> EXERCISE INSTRUCTIONS: Copy out the items below, changing each "Note to the class" to "Note to the group" and leaving everything else unchanged.

> SUPPLIED MATERIAL:
-- Begin --

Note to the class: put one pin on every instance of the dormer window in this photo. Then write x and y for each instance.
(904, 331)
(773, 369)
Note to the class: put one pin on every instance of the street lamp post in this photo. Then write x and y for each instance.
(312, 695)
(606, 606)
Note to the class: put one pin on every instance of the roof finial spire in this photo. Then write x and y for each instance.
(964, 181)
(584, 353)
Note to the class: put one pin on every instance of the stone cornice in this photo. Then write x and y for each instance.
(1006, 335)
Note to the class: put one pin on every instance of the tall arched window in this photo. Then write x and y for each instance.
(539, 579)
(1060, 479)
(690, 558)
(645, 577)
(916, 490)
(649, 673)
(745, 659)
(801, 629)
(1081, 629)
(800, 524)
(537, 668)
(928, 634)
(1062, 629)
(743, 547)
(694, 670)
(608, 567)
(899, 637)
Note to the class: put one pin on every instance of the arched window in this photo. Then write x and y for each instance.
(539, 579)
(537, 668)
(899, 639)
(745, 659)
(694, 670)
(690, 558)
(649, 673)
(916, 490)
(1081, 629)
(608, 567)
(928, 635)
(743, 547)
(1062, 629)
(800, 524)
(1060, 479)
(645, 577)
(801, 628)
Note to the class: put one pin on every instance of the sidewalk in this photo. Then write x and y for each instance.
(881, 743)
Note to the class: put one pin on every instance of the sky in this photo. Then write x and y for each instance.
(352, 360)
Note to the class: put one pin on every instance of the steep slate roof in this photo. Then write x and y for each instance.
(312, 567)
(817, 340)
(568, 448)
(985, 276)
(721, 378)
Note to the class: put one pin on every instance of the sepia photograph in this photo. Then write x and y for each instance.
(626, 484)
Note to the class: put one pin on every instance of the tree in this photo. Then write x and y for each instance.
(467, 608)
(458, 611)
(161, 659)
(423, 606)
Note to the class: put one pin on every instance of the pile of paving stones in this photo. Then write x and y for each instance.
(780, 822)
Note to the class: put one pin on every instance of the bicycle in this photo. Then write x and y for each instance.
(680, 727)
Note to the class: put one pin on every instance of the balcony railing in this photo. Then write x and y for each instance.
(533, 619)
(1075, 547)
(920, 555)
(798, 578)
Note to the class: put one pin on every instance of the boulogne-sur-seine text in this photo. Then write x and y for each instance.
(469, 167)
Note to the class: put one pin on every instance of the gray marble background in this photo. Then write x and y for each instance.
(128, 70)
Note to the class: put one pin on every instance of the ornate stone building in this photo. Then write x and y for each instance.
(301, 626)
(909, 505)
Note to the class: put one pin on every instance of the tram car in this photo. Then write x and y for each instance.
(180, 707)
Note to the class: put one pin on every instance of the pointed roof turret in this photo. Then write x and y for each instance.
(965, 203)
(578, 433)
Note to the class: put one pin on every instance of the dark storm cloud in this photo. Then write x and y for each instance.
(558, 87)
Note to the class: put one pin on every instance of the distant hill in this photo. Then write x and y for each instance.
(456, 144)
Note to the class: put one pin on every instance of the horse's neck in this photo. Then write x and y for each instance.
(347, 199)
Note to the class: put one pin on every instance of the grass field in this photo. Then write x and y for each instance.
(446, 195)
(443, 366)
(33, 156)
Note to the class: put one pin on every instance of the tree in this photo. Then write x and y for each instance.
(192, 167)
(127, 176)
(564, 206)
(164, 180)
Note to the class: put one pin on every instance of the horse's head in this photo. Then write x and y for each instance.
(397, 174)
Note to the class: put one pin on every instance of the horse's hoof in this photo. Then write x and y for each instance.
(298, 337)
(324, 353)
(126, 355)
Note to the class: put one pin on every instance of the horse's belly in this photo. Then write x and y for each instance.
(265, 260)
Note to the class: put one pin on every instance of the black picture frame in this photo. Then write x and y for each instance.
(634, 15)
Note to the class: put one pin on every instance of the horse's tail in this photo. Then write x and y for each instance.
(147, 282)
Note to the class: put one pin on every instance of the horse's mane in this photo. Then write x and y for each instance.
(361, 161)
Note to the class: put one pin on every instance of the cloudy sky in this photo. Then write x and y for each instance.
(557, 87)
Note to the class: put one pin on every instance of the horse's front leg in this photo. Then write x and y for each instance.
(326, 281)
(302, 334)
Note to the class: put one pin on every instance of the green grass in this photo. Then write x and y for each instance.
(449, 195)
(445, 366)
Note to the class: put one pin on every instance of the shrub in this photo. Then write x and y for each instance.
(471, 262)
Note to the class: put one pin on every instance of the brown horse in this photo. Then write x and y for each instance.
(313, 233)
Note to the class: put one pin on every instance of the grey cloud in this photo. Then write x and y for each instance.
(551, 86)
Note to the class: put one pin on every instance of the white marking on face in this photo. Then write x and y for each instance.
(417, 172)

-- End --

> SOLUTION TO THE EXERCISE:
Note to the group: put one pin on every instance of the dormer window in this photo. Then write x and y for each instance.
(904, 331)
(773, 369)
Note to the group: put one pin on every instance of the street lamp post in this photo. Then write x and y for each instance.
(312, 695)
(606, 606)
Note to the group: put one pin on every instance of the roof finial spire in this photo. Then write x and y for each instance.
(964, 181)
(584, 353)
Note to the group: put one pin on every instance of the stone cornice in this photo. Then write x and y for each instance.
(1006, 335)
Note to the group: put one pin on every instance of the tall arched window in this photo. Then write x and y for each instance.
(539, 579)
(1060, 479)
(690, 558)
(645, 577)
(916, 490)
(649, 673)
(745, 659)
(801, 629)
(1081, 629)
(800, 524)
(537, 668)
(928, 634)
(1062, 629)
(743, 547)
(694, 670)
(608, 567)
(899, 637)
Note to the group: put one pin on every instance of the arched window in this photo. Then write x and y for each instance.
(539, 579)
(537, 668)
(899, 639)
(745, 659)
(694, 670)
(690, 558)
(649, 673)
(916, 490)
(1081, 629)
(608, 567)
(928, 635)
(743, 547)
(1062, 629)
(800, 524)
(1060, 479)
(645, 577)
(801, 628)
Note to the group: put one pin on every instance of the sidewalk in this photo. Then write x and y for each instance.
(881, 743)
Note to the group: put one pin on every instance of the sky in this photo. Then write x and y for each instance.
(352, 360)
Note to the group: put one pin on every instance of the steep slate roof in this photo. Then write x and y for each instance.
(312, 567)
(817, 340)
(568, 448)
(985, 276)
(721, 378)
Note to the group: put one pin on every instance of the sepia photograph in this photo. Then write x and y for each instance.
(626, 484)
Note to the group: put one pin on every instance of the tree in this photo. Then write x and y for each instance.
(467, 608)
(458, 611)
(161, 659)
(423, 606)
Note to the group: put one pin on every instance of the pile of paving stones in this photo. Then write x and y for each instance.
(780, 822)
Note to the group: put one pin on every instance of the bicycle in this photo. Then write x and y for each instance.
(680, 727)
Note to the group: put one pin on every instance of the balcony railing in this photo. Then write x and y for each instance.
(533, 619)
(1075, 547)
(920, 555)
(798, 578)
Note to the group: put one pin on every instance of the boulogne-sur-seine text in this photo. Then write x and y for each instance.
(469, 167)
Note to the group: put one pin on every instance of the gray marble background in this photo. Then write x and y for each instance.
(128, 70)
Note to the group: put one pin on every instance of the ornate stone building in this photo. Then write x and y for each instance.
(301, 626)
(909, 505)
Note to the group: put one pin on every instance of the tram car in this photo. Then write x and y for each instance.
(180, 707)
Note to the group: put one pin on every instance of the pointed roof turret in this photo. Then write x and y for each instance.
(965, 203)
(578, 433)
Note to the group: put one pin on every instance of the dark storm cloud in this photo. Then write x and y for each instance.
(558, 87)
Note to the group: put one pin on every instance of the distant hill in this photo. Then write x and y for each instance.
(456, 144)
Note to the group: put one pin on every instance of the horse's neck in this photo. Then write x and y for each instance.
(347, 199)
Note to the group: put one pin on every instance of the grass field in this photo. Then write x and y for each instance.
(446, 195)
(443, 366)
(33, 156)
Note to the group: put one pin on every instance of the tree in this photo. Then write x and y for each instance.
(192, 167)
(127, 176)
(564, 206)
(164, 180)
Note to the group: put one pin on every instance of the horse's head in this photo. Then write x and y for each instance.
(397, 174)
Note to the group: put one pin on every instance of the horse's hoof in this photo. Then write x and y for each instance.
(298, 337)
(324, 353)
(126, 355)
Note to the group: put one pin on every instance of the horse's belly in this photo. Then write x and y for each instance.
(265, 260)
Note to the group: put one pin on every instance of the black picture frame in this photo. Then write x and y for each instance.
(634, 15)
Note to the group: put one pin on every instance of the horse's tail in this photo. Then write x and y for each instance.
(147, 282)
Note to the group: put one pin on every instance of the horse's mane in this photo. Then write x and y for each instance.
(361, 161)
Note to the group: put one pin on every instance of the cloudy sky in this photo. Then write x and y for each instance.
(557, 87)
Note to the group: put one pin on every instance of the horse's front leg in this photo. Then write x and y for each instance.
(326, 281)
(302, 334)
Note to the group: put one pin on every instance of the green grass in this photo. Then write x and y for each instance.
(449, 195)
(445, 366)
Note to the group: put one pin on every instance of the shrub in this photo. Then write x and y for each instance.
(471, 262)
Note to the group: put one pin on every instance of the brown horse in this photo. Then write x and y for each instance.
(313, 233)
Note to the group: put one pin on every instance of the grey cloud in this photo. Then write x and y for each instance.
(551, 86)
Note to the group: put one pin on every instance of the white marking on face in this photo. Then write x and y for each instance.
(417, 172)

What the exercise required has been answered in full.